**** Source
- Founded: 1990
- Founder: Maurice Bernstein, Jonathan Rudnick (1990–2001)
- Status: Active
- Country of origin: United States
- Location: New York City, Los Angeles
- Official website: giantstep.net

= Giant Step =

US record label

Giant Step is a media, events and marketing company headquartered in New York City and Los Angeles. The company formerly released music through its record label, Giant Step Records. Giant Step is divided into two entities – the Giant Step brand, which promotes music and the creative agency, Giant Step Marketing, which provides marketing services to consumer brands.

== History ==

=== The Groove Academy and early years ===
Groove Academy began in 1990 as a party in New York City. The party was a weekly production of British promoter, Maurice Bernstein, and his South African partner, Jonathan Rudnick. Initially unable to secure a loan from the bank, the pair borrowed money and used it to book acts and venues. "The stars of the 70s, although they were highly sampled, were not getting recognition and were not being presented in a live forum," recalls Rudnick. The two called their events, Groove Academy with its slogan, "Dedicated to the preservation of Funk."

Bernstein recalled, "The first Groove Academy shows were put on by literally looking up artists in the telephone book … None of them had agents then, we’d just call them up at home and say ‘are you interested in doing a show with us?’ The two called their events Groove Academy with its slogan, "Dedicated to the preservation of Funk" and began rediscovering musicians whose records they had collected as teenagers.

The events were extended onto the dance floor under the new name Giant Step, after the fabled John Coltrane album Giant Steps. The Giant Step party differentiated itself from Groove Academy with its emphasis on mixing Jazz and Hip hop. Giant Step would soon go on tour around the States, Europe and Japan.

=== Giant Step party (1990s to early 2000s) ===
The Giant Step party started off as a weekly event that mixed live jazz and hip hop. While The Groove Academy staged concerts with Maceo Parker, Isaac Hayes, The Ohio Players and George Clinton, Bernstein and Rudnick extended onto the dancefloor with their Giant Step party. Greatly influenced by the acid jazz club-nights in England, like Gilles Peterson's Talkin' Loud And Sayin' Something, Giant Step offered a stage where visiting rappers and jazz musicians, along with the regular Giant Step band, improvised to prerecorded hip-hop and funk. Giant Step helped emerging acid jazz artists, like the Digable Planets, The Brand New Heavies and Jamiroquai, launch their stateside careers. Many other notable artists debuted at Giant Step shows as well including The Fugees and Massive Attack. The party originally took place at SOB's but later moved to other venues such as Metropolis Café, Supper Club, Shine, New Music Café and the Village Gate. In 2002 the weekly party was discontinued. Later the Giant Step party would be re-launched at the Hudson Hotel. Giant Step's events expanded into select markets outside of New York City, including shows in Los Angeles, Miami, Chicago and Washington DC.
********
**** Data segment
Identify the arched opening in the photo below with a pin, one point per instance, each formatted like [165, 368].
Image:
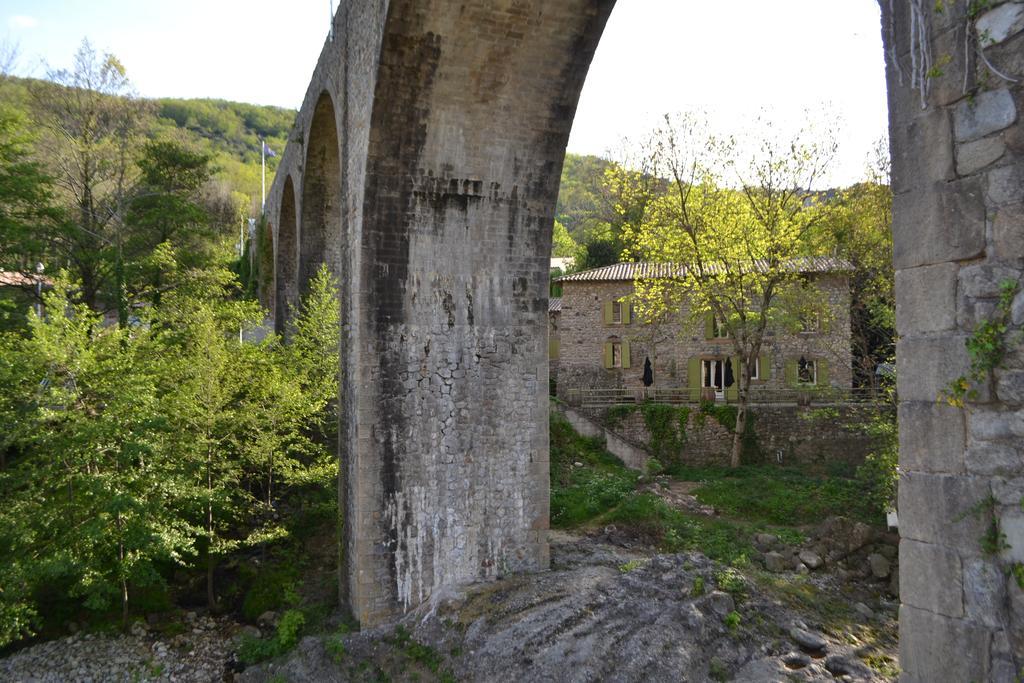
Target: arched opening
********
- What you will do:
Resume the Giant Step article, picking up right after its last sentence.

- Exercise result:
=== Record label ===
As the events continued to expand in the mid-1990s, Giant Step moved into management, signing Dana Bryant, Repercussions (band), and Groove Collective, securing record deals for the three on Warner Brothers. Other artists managed include Raw Stylus, whom Giant Step signed to Geffen Records. During this time Giant Step worked with Gary Katz, best known for his work with Steely Dan, to help produce the albums for Groove Collective, Repercussions (band) and Raw Stylus. In 1995, record producer Tommy Lipuma took over GRP Records at MCA Records and invited Giant Step to set up there as an imprint label. The first act to be signed to the label was the jazz group, Groove Collective.

In early 1997, Giant Step achieved acclaim for their work with Nuyorican Soul and a partnership with Gilles Peterson’s label, Talkin Loud. The group was a collaboration between Latin house DJs, "Little" Louie Vega and Kenny "Dope" Gonzales, who were also commonly known as Masters at Work. Nuyorican Soul featured many real musicians as opposed to sampled or synthesized sounds. Musicians who took part in the project included George Benson, Tito Puente, Roy Ayers, Jazzy Jeff, Jocelyn Brown, and salsa queen, India. Three singles from the first Nuyorican Soul album made it to the top of the Billboard Charts; "Runaway", "You Can Do It (Baby)" and "I Am The Black Gold Of The Sun." The album, released in March 2007, sold over 50,000 units by the end of July the same year. Epic Records soon approached Bernstein and Rudnick with an offer. Although Giant Step was a music label, Epic Records was primarily interested in Giant Step's marketing capabilities and offered the company a retainer contract where their record label was a secondary priority.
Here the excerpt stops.